● **ACTION ITEM**: Send back the entries below exactly as they appear.

Stored data entries:
------------------------------
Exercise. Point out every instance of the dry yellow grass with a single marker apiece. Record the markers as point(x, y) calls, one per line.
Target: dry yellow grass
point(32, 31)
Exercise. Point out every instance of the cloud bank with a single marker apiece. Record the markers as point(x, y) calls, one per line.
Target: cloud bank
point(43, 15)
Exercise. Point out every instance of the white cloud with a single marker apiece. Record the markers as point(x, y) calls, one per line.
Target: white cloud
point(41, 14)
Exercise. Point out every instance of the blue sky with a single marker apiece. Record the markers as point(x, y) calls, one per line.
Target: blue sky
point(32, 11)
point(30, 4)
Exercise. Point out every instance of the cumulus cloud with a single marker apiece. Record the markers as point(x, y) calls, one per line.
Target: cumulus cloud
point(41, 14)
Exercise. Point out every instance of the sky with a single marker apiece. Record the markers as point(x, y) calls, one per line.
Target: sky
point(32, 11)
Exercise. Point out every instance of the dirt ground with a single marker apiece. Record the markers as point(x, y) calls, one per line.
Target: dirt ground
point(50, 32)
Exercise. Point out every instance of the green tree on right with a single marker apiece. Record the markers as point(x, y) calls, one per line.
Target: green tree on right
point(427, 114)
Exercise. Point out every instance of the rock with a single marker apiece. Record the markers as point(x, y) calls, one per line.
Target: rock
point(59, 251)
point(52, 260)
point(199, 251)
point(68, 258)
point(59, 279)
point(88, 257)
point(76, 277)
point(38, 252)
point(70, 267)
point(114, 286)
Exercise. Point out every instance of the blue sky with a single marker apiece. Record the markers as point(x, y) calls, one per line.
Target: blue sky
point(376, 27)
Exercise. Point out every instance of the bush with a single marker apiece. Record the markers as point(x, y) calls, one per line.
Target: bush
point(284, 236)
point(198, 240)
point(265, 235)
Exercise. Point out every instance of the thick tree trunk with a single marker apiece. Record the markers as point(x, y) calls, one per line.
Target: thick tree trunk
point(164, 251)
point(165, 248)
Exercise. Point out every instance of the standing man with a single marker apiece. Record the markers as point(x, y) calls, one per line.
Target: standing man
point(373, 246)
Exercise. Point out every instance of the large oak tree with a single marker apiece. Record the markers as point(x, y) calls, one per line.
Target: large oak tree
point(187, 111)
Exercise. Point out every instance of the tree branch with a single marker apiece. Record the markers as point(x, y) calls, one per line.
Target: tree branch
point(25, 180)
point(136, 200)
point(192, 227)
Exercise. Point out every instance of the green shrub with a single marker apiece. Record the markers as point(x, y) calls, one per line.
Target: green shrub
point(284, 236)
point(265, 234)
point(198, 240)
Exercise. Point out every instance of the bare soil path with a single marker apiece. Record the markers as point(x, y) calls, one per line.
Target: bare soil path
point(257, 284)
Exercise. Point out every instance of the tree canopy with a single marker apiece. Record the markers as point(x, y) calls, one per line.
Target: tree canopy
------------------------------
● **SOLUTION TO THE PROBLEM**:
Exercise. Point out every instance of the dry yellow grass with a single marker apiece. Record the markers as point(x, y) calls, one per line.
Target: dry yellow grass
point(32, 31)
Exercise. Point out every instance of the cloud bank with a single marker apiece. Record the markers as point(x, y) calls, one per line.
Target: cloud bank
point(43, 15)
Exercise. Point out every instance of the white cloud with a single marker apiece. Record the markers as point(x, y) calls, one per line.
Target: white cloud
point(41, 14)
Exercise. Point out every instance of the blue sky with a single marker apiece. Record the markers as point(x, y) calls, one per line.
Target: blue sky
point(32, 11)
point(30, 4)
Exercise. Point out every instance of the cumulus cloud with a single marker apiece. Record the markers as point(x, y) calls, one per line.
Target: cumulus cloud
point(41, 14)
Exercise. Point out every instance of the sky with a single marker apiece. Record the markers as point(x, y) calls, one per line.
Target: sky
point(32, 11)
Exercise. Point out every instance of the dirt ground with a single marker apiece. Record the markers as point(x, y) calls, one per line.
Target: dirt ground
point(50, 32)
Exercise. Point out every instance of the green tree on right with a single marker apiece. Record the markers as point(x, y) calls, one per line.
Target: green tree on right
point(427, 114)
Exercise. Point out every instance of the rock with a single marker apiece. Record the markers as point(x, y) calls, one per line.
Target: rock
point(59, 251)
point(52, 260)
point(199, 251)
point(68, 258)
point(59, 279)
point(88, 257)
point(76, 277)
point(38, 252)
point(70, 267)
point(114, 286)
Exercise. Point out every instance of the blue sky with a single marker apiece. Record the markers as point(x, y) calls, one per line.
Target: blue sky
point(376, 27)
Exercise. Point out every instance of the bush with a single marker apiece. Record the markers as point(x, y) calls, one per line.
Target: bush
point(284, 236)
point(198, 240)
point(265, 235)
Exercise. Point out every instance of the thick tree trunk with a single marker apiece. Record the markers as point(x, y) calls, one per line.
Target: thick tree trunk
point(164, 251)
point(165, 248)
Exercise. Point out every instance of the standing man with a single marker apiece. Record the markers as point(x, y) calls, one per line.
Target: standing man
point(373, 246)
Exercise. Point out every instance of the large oak tree with a single marker apiece. Record the markers as point(x, y) calls, one per line.
Target: large oak tree
point(187, 111)
Exercise. Point out every instance of the tree branch with a single marker apiece. Record the markers as point(x, y) calls, one per line.
Target: tree branch
point(25, 180)
point(136, 200)
point(192, 227)
Exercise. Point out every instance of the green shrub with a single marker apiece. Record the markers as point(x, y) calls, one per line.
Target: green shrub
point(284, 236)
point(265, 234)
point(198, 240)
Exercise. Point out every instance of the bare soil path with a single marker apiece. Record the markers as point(x, y) calls, one per line.
Target: bare soil path
point(257, 284)
Exercise. Point out every instance of the tree canopy with a single marker apiece. Record the markers as point(x, y) calls, one per line.
Target: tree canopy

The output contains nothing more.